*Data for the task*:
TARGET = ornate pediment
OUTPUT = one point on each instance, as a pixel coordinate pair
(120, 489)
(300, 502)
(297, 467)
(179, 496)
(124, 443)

*Task brief*:
Format every line of the items above as a numbered list, leaving out any blank lines.

*Finished exercise*:
1. TARGET = ornate pediment
2. OUTPUT = one point on each instance, as a pixel coordinate pair
3. (120, 489)
4. (300, 502)
5. (297, 467)
6. (179, 496)
7. (124, 443)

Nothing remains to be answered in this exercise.